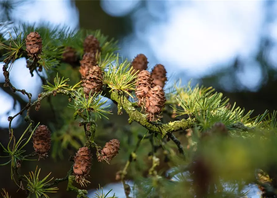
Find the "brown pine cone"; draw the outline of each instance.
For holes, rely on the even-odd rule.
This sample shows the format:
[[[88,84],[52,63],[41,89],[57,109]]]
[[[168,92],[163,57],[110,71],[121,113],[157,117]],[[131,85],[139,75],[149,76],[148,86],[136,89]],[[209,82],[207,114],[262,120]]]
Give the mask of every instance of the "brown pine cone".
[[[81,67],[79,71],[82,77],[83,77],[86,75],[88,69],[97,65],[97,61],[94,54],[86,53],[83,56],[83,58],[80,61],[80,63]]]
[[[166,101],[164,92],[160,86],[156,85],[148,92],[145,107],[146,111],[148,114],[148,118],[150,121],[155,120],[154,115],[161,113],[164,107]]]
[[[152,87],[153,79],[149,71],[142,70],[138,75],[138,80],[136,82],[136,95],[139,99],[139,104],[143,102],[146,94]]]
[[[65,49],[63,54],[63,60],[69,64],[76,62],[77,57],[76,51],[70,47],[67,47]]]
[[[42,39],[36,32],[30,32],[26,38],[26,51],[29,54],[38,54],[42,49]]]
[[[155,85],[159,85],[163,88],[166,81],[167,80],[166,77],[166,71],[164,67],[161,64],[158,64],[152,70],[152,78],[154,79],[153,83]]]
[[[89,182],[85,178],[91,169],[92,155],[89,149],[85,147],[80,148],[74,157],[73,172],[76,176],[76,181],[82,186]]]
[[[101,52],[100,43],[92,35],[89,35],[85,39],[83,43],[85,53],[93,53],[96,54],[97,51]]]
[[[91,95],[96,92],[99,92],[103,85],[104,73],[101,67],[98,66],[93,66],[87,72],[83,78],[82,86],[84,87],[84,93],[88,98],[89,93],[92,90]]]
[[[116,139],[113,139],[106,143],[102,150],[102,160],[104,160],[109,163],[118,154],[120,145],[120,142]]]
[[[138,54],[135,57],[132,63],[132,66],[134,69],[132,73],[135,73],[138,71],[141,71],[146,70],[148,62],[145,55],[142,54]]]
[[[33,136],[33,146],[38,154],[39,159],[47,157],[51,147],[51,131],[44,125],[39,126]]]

...

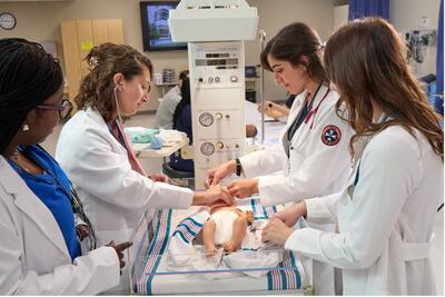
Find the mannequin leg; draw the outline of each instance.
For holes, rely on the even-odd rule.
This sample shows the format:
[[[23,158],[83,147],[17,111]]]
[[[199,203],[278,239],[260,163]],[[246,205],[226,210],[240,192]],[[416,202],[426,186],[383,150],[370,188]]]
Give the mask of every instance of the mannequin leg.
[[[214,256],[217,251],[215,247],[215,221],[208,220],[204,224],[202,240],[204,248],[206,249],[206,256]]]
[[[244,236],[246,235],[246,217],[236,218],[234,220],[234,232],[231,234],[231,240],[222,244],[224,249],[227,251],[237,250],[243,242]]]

==

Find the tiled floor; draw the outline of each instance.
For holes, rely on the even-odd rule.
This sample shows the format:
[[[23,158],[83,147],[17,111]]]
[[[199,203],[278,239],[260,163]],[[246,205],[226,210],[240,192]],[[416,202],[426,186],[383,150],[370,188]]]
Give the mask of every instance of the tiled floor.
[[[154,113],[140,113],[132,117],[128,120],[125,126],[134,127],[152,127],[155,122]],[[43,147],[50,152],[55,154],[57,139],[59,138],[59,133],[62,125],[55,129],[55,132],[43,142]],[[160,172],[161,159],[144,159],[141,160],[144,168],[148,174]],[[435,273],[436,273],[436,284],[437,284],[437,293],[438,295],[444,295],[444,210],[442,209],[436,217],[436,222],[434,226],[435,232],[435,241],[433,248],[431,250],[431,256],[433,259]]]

GOAL OF THE EXERCISE => Output the records verbatim from the line containing "Find the mannequin" through the line containing "Give the mask of every instance of the mannequin", with both of those lines included.

RESPONSE BELOW =>
Find the mannequin leg; draw the outline of each instance.
For holes, rely on the even-odd rule.
This sample shows the format:
[[[23,158],[83,147],[17,111]]]
[[[199,203],[278,239],[260,163]],[[246,205],[226,210],[240,192]],[[416,202],[426,186],[383,150],[370,188]]]
Give the mask of every instance of the mannequin leg.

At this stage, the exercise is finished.